* _Entries from a pointing dataset_
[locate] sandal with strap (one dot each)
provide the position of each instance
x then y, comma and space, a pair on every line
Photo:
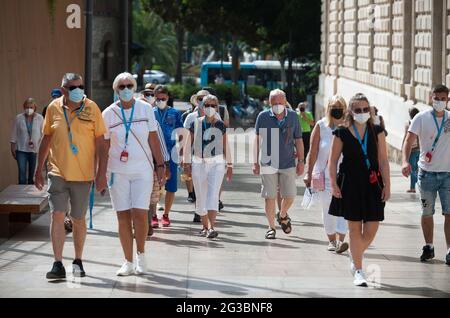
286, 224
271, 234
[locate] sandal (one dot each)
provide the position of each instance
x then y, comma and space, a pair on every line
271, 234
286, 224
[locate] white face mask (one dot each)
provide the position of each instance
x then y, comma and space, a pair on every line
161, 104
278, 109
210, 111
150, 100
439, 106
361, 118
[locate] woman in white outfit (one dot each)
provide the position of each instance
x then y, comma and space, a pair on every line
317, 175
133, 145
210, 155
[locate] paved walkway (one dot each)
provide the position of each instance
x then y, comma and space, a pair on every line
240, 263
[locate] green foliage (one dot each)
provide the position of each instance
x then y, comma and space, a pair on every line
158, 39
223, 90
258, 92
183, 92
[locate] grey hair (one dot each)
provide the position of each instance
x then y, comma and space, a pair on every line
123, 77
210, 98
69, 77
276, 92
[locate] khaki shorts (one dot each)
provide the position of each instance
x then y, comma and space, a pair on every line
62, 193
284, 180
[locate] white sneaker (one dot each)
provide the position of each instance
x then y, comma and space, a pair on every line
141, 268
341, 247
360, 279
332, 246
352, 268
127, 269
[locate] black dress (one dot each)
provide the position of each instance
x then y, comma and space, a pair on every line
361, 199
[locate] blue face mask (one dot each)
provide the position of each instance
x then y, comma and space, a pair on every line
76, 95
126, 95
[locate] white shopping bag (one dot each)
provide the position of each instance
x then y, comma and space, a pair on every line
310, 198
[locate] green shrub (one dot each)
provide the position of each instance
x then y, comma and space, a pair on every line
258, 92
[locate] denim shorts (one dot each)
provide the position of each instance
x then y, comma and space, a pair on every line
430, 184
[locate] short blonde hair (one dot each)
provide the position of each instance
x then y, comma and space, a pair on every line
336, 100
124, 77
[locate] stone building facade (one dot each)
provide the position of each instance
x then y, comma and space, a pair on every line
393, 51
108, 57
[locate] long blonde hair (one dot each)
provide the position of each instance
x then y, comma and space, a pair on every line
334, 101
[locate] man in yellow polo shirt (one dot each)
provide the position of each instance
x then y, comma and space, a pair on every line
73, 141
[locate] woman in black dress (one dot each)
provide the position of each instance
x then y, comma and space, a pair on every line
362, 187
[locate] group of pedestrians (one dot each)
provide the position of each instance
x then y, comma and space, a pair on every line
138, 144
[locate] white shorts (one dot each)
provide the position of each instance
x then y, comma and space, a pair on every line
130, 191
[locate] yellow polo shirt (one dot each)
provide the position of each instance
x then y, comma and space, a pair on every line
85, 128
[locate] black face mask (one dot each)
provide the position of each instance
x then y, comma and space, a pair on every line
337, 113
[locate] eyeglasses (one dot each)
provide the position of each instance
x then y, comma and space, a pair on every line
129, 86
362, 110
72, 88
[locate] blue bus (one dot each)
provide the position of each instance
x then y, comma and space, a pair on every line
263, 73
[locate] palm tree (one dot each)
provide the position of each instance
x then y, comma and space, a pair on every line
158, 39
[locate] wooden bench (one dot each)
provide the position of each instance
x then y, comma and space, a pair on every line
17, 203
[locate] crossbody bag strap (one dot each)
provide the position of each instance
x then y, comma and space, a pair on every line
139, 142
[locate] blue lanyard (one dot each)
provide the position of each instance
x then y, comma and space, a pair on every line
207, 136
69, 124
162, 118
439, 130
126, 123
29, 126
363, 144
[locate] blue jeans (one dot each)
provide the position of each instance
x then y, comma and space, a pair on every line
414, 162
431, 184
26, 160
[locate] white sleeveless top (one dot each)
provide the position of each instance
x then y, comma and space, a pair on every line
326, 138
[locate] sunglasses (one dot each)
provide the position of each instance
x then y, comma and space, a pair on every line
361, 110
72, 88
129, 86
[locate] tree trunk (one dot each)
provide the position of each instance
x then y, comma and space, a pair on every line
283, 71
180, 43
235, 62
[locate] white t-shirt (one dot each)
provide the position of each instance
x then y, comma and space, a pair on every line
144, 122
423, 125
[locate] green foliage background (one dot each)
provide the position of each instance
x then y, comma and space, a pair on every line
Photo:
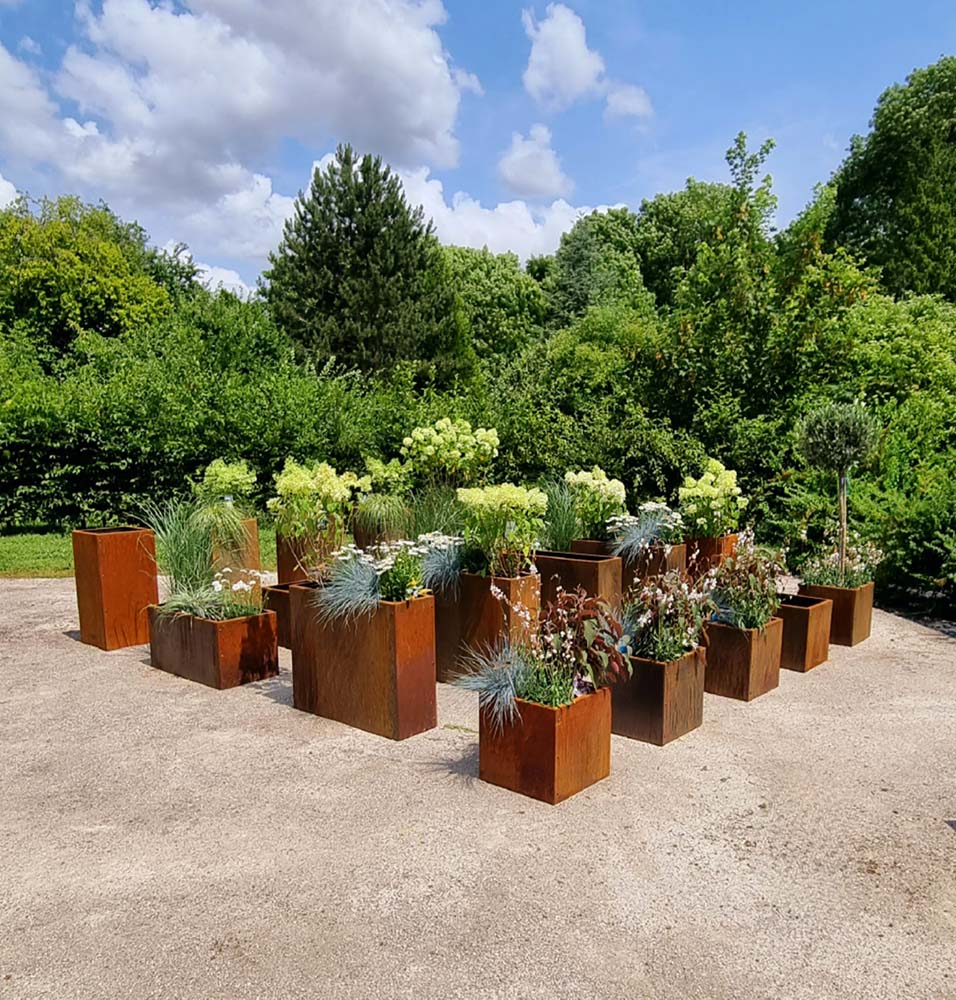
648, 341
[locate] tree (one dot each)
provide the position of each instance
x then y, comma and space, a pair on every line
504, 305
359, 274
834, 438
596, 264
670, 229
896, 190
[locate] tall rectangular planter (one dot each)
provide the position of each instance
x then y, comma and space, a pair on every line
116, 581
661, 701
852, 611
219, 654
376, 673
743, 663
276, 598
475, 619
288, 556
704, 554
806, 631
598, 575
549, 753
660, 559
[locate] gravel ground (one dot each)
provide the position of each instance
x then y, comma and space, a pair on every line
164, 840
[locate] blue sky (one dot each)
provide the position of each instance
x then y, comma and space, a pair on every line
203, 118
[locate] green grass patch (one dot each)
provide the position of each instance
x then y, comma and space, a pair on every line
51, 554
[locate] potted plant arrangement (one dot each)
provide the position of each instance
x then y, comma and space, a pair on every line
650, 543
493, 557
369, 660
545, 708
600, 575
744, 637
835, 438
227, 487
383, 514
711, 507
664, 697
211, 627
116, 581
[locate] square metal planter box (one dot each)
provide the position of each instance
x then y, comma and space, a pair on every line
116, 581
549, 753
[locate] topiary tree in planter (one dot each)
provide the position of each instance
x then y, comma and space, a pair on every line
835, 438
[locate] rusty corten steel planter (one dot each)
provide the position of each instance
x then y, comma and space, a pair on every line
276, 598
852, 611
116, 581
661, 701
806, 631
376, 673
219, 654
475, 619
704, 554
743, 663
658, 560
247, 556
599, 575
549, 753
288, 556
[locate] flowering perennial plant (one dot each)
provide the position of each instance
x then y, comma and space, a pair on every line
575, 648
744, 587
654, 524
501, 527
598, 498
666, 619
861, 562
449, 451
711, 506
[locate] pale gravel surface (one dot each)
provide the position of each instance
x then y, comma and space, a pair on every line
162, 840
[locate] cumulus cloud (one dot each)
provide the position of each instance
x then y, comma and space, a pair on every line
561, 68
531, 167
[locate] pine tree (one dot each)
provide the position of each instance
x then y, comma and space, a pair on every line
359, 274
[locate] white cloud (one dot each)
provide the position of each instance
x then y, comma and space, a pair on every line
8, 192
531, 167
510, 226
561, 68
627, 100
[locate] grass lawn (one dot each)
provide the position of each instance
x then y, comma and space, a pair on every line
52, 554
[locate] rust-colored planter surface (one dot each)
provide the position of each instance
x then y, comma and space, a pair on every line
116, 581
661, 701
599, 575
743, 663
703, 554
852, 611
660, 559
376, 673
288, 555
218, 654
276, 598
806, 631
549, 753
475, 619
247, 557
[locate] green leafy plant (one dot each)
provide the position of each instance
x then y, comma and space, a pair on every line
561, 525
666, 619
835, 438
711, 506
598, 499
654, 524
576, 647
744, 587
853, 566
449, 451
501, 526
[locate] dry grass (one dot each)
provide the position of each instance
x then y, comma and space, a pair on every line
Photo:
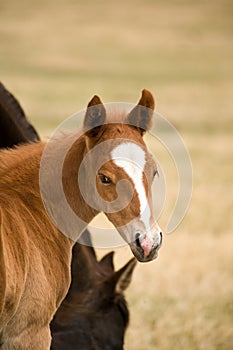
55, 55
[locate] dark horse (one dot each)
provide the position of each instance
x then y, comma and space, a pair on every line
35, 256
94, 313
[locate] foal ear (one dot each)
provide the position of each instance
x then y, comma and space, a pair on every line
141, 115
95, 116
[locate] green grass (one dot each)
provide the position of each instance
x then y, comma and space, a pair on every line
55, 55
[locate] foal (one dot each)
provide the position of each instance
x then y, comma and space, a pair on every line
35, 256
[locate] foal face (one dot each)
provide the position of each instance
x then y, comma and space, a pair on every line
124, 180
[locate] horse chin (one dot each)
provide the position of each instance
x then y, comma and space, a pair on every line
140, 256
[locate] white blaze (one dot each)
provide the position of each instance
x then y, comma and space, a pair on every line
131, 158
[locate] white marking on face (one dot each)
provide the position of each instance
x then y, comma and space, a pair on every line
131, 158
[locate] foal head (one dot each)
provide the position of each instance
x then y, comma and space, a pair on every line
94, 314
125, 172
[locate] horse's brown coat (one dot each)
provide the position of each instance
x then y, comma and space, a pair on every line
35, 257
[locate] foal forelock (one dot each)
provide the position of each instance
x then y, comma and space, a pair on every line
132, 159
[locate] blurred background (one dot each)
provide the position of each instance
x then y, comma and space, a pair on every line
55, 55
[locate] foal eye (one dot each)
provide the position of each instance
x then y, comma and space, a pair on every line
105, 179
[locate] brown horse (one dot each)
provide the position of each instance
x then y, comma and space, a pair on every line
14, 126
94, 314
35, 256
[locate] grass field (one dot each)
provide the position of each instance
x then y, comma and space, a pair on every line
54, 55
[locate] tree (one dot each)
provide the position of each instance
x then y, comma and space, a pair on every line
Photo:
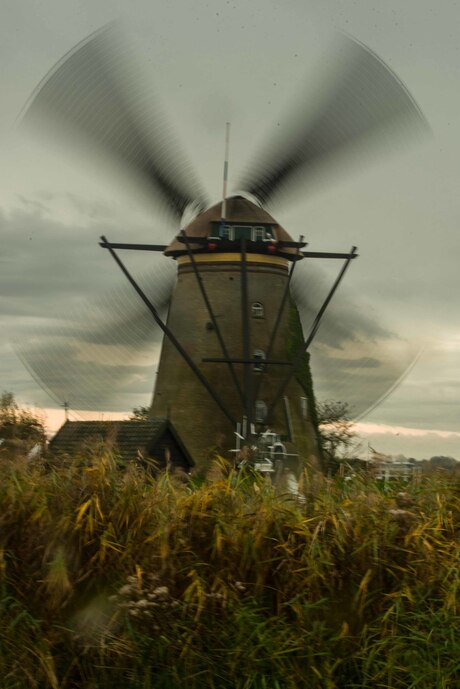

* _WORK TO COMPLETE_
Print only the lines from the line that contains "[locate] horse chin (one dot each)" to the final line of the data, inclusive. Pictures stay out.

* _REPLY_
[locate] horse chin (one dot each)
provide the position of each instance
x then y, comma and space, a pair on every line
140, 256
[locate] white blaze (one dot each)
provide the position of each instance
x then y, comma and space, a pair on every line
131, 158
[locate] white marking on face (one dot each)
provide the position of each instance
x then y, comma and space, a pair on every line
131, 158
[locate] foal head (one dot each)
provide the position of each instance
x then y, comma and space, a pair on every line
94, 314
125, 172
[locate] horse's brown coat (one dot each)
provide the position of each instance
x then y, comma and space, a pair on every line
35, 257
[locate] foal forelock (one dot each)
provide the position of each instance
x then y, comma and space, a pair on every line
132, 159
[locate] blurred background (one dot each)
provide the position of each instance
x then y, comma and space, a pair on every line
55, 55
[locate] foal eye (one dot each)
provide the position of each instance
x then y, comma and space, a pair on every line
105, 179
[locate] brown horse (one dot each)
provide the position of each instance
x then y, comma and space, a pair on every line
14, 126
94, 314
35, 256
[locate] grass field (one dot each)
provide the position of each instance
x then y, comma and space, a pair on every line
54, 55
[locate] tree (one dot each)
provide the position of each instance
x then y, comma and space, a pair on every line
Photo:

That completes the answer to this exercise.